-- Text segment follows --

Trace LLM calls with wrap_openai
The simplest way to trace LLM calls is to wrap your OpenAI client. Every call through the wrapped client automatically creates a span in Braintrust with inputs, outputs, token counts, and latency.
from braintrust import wrap_openai
from openai import AsyncOpenAI
# Wrap the client - all calls are now traced
# max_retries=0 because Temporal handles retries
client = wrap_openai(AsyncOpenAI(max_retries=0))
Use this client in your Activities:
from temporalio import activity
@activity.defn
async def invoke_model(prompt: str) -> str:
client = wrap_openai(AsyncOpenAI(max_retries=0))
response = await client.chat.completions.create(
model="gpt-4o",
messages=[
{"role": "system", "content": "You are a helpful assistant."},
{"role": "user", "content": prompt},
],
)
return response.choices[0].message.content
After running a Workflow, you'll see a trace hierarchy in Braintrust:
my-workflow-request (client span)
└── temporal.workflow.MyWorkflow
└── temporal.activity.invoke_model
└── Chat Completion (gpt-4o)
Add custom spans for application context
Add your own spans to capture business-level context like user queries, workflow inputs, and final outputs.
from braintrust import start_span
async def run_research(query: str):
with start_span(name="research-request", type="task") as span:
span.log(input={"query": query})
result = await client.execute_workflow(
ResearchWorkflow.run,
query,
id=f"research-{uuid.uuid4()}",
task_queue="research-task-queue",
)
span.log(output={"result": result})
return result
Manage prompts with load_prompt
Braintrust lets you manage prompts in a UI and deploy changes without code deploys. The workflow is:
- Develop prompts in code, see results in Braintrust traces
- Create a prompt in the Braintrust UI from your best version
- Evaluate different versions using Braintrust's eval tools
- Deploy by pointing your code at the Braintrust prompt
- Iterate in the UI—changes go live without code deploys
To load a prompt from Braintrust in your Activity:
import braintrust
from temporalio import activity
@activity.defn
async def invoke_model(prompt_slug: str, user_input: str) -> str:
# Load prompt from Braintrust
prompt = braintrust.load_prompt(
project=os.environ.get("BRAINTRUST_PROJECT", "my-project"),
slug=prompt_slug,
)
# Build returns the full prompt configuration
built = prompt.build()

-- Text segment concluded --
-- Information provided follows --

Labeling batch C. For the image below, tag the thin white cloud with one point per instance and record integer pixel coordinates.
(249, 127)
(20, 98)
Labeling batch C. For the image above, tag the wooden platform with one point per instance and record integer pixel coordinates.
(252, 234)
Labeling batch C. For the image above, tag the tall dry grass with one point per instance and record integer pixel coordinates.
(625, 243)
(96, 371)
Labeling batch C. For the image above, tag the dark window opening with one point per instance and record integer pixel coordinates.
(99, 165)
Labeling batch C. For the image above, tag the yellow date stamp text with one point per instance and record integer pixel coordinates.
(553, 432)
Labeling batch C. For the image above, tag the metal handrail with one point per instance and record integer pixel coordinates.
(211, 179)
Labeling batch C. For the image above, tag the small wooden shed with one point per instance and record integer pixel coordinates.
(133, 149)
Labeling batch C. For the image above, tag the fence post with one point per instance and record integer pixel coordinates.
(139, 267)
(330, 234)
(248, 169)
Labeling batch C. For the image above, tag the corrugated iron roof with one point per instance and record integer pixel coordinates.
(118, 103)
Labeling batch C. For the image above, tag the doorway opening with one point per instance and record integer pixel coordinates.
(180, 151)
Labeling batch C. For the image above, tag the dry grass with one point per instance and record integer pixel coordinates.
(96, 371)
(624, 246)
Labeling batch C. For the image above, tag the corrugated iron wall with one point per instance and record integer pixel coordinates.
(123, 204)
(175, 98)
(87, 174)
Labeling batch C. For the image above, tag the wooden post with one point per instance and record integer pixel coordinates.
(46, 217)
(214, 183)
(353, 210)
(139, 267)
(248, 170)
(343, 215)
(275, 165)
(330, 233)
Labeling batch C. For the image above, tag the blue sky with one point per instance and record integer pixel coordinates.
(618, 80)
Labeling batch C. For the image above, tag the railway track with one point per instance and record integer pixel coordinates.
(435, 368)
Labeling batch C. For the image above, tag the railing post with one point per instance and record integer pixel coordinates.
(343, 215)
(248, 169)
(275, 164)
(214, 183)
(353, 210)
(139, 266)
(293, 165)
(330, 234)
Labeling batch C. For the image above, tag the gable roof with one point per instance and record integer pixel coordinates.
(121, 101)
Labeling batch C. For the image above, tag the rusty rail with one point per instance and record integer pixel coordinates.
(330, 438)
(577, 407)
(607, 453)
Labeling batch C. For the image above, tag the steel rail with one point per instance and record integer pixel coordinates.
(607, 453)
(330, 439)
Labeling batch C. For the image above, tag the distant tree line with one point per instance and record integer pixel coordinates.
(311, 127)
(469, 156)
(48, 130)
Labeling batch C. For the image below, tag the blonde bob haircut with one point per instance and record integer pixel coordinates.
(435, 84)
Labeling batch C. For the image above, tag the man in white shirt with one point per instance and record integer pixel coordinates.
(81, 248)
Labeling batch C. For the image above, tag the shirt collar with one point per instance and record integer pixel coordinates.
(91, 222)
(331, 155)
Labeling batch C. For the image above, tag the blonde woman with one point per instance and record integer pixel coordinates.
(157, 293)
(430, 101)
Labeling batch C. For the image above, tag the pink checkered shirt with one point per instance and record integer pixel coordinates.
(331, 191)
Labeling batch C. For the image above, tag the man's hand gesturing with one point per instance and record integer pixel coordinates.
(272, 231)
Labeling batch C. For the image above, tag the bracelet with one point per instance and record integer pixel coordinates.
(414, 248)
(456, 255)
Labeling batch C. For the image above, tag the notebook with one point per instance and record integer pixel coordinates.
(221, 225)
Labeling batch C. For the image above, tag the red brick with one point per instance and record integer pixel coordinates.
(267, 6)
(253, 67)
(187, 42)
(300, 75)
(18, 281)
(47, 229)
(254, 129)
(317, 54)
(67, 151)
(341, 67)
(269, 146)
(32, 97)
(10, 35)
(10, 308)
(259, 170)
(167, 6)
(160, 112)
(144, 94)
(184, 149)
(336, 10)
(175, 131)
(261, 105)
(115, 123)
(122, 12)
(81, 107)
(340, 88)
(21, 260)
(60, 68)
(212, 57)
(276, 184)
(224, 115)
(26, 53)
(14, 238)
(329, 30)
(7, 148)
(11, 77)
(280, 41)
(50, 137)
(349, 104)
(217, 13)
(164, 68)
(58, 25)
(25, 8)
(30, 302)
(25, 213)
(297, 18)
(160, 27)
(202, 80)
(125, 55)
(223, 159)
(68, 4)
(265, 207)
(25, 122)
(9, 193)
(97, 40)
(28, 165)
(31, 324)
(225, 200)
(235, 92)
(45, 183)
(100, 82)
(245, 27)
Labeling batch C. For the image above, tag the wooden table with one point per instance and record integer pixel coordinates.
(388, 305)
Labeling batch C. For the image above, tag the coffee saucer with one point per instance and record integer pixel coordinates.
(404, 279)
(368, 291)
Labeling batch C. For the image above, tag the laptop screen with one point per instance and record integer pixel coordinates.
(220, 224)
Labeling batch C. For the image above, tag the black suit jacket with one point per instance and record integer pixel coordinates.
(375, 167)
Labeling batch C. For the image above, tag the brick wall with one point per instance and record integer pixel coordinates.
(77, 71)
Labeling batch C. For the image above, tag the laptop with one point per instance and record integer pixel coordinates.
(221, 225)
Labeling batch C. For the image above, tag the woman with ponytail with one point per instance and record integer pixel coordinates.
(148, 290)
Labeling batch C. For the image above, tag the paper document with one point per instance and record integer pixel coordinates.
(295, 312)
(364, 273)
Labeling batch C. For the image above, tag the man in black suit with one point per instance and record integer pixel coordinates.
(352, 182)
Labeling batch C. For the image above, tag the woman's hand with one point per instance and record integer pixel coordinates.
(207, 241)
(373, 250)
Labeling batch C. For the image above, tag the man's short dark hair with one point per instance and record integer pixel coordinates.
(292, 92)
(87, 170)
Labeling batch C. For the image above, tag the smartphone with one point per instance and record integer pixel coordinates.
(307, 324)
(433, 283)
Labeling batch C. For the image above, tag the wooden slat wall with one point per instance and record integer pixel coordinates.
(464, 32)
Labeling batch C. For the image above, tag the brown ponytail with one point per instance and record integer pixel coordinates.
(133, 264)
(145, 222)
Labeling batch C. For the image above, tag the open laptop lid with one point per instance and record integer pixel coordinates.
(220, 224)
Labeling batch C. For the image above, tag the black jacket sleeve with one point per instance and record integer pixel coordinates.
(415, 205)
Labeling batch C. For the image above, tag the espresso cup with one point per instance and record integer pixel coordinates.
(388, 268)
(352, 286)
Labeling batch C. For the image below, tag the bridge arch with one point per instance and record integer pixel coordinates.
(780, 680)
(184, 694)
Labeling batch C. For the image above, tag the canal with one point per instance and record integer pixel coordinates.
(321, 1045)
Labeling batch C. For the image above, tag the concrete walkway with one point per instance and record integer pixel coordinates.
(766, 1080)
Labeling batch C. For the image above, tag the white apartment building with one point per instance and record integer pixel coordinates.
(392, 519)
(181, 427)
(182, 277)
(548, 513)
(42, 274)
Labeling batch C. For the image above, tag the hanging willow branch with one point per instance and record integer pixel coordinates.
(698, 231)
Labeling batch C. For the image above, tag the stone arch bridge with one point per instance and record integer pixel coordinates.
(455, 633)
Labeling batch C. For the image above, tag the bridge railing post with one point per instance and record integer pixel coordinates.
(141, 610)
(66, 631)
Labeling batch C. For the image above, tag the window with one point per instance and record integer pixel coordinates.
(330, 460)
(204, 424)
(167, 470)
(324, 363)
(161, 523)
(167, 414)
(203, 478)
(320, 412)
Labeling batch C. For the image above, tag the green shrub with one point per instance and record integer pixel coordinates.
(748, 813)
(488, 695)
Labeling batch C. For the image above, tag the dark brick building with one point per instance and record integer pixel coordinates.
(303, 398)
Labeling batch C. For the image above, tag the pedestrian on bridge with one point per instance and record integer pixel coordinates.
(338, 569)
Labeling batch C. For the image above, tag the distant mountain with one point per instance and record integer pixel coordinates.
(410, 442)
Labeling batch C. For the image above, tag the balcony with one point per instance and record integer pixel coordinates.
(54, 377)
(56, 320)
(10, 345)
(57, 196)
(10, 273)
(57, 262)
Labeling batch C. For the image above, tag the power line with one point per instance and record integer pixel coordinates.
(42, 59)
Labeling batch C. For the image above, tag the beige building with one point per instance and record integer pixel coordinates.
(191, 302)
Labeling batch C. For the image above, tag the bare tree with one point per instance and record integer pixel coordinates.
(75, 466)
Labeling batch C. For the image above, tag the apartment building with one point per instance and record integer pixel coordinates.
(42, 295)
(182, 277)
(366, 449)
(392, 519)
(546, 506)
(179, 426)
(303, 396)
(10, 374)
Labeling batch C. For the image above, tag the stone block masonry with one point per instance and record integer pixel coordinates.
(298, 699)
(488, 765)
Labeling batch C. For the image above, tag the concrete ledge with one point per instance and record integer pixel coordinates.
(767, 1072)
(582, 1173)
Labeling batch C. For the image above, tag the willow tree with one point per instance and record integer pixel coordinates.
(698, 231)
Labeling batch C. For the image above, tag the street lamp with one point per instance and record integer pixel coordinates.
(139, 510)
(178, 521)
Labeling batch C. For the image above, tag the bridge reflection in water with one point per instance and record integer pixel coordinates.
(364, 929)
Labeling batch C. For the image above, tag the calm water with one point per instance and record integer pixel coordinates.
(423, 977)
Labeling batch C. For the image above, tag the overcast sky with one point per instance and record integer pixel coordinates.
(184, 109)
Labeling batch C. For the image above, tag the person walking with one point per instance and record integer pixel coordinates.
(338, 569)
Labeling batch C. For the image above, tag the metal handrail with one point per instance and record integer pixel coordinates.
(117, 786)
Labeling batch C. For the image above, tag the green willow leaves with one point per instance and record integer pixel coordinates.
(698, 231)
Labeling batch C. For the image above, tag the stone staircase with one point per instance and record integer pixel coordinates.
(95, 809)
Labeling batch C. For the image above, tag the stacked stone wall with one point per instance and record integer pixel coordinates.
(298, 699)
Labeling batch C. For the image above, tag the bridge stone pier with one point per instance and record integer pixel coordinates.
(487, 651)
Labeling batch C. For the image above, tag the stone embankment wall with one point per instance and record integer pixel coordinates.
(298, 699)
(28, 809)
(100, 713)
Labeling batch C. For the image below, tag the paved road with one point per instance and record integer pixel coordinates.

-- Information provided concluded --

### Work instructions
**1.** In the text about tracing LLM calls with Braintrust, why is the OpenAI client created with max_retries=0?
**2.** Repeat the part of the text about tracing LLM calls with Braintrust, starting at "return response.choices[0].message.content" and ending at "Chat Completion (gpt-4o)".
**3.** Go on with the text about tracing LLM calls with Braintrust from the point where it stops.

### Results of the tasks
**1.** Because Temporal handles retries.

**2.**
return response.choices[0].message.content
After running a Workflow, you'll see a trace hierarchy in Braintrust:
my-workflow-request (client span)
└── temporal.workflow.MyWorkflow
└── temporal.activity.invoke_model
└── Chat Completion (gpt-4o)

**3.**
# Extract system message
system_content = None
for msg in built.get("messages", []):
if msg.get("role") == "system":
system_content = msg["content"]
break
client = wrap_openai(AsyncOpenAI(max_retries=0))
response = await client.chat.completions.create(
model="gpt-4o",
messages=[
{"role": "system", "content": system_content},
{"role": "user", "content": user_input},
],
)
return response.choices[0].message.content
Provide a fallback prompt in your code for resilience. If Braintrust is unavailable, your Workflow continues with the hardcoded prompt.
DEFAULT_SYSTEM_PROMPT = "You are a helpful assistant."
try:
prompt = braintrust.load_prompt(project="my-project", slug="my-prompt")
system_content = extract_system_message(prompt.build())
except Exception as e:
activity.logger.warning(f"Failed to load prompt: {e}. Using fallback.")
system_content = DEFAULT_SYSTEM_PROMPT
Example: Deep Research Agent
The deep research sample demonstrates a complete AI agent that:
- Plans research strategies
- Generates search queries
- Executes web searches in parallel
- Synthesizes findings into comprehensive reports
The sample shows all integration patterns: wrapped OpenAI client, BraintrustPlugin on Worker and Client, custom spans, and prompt management with load_prompt().
To run the sample:
# Terminal 1: Start Temporal
temporal server start-dev
# Terminal 2: Start the worker
export BRAINTRUST_API_KEY="your-api-key"
export OPENAI_API_KEY="your-api-key"
export BRAINTRUST_PROJECT="deep-research"
uv run python -m worker
# Terminal 3: Run a research query
uv run python -m start_workflow "What are the latest advances in quantum computing?"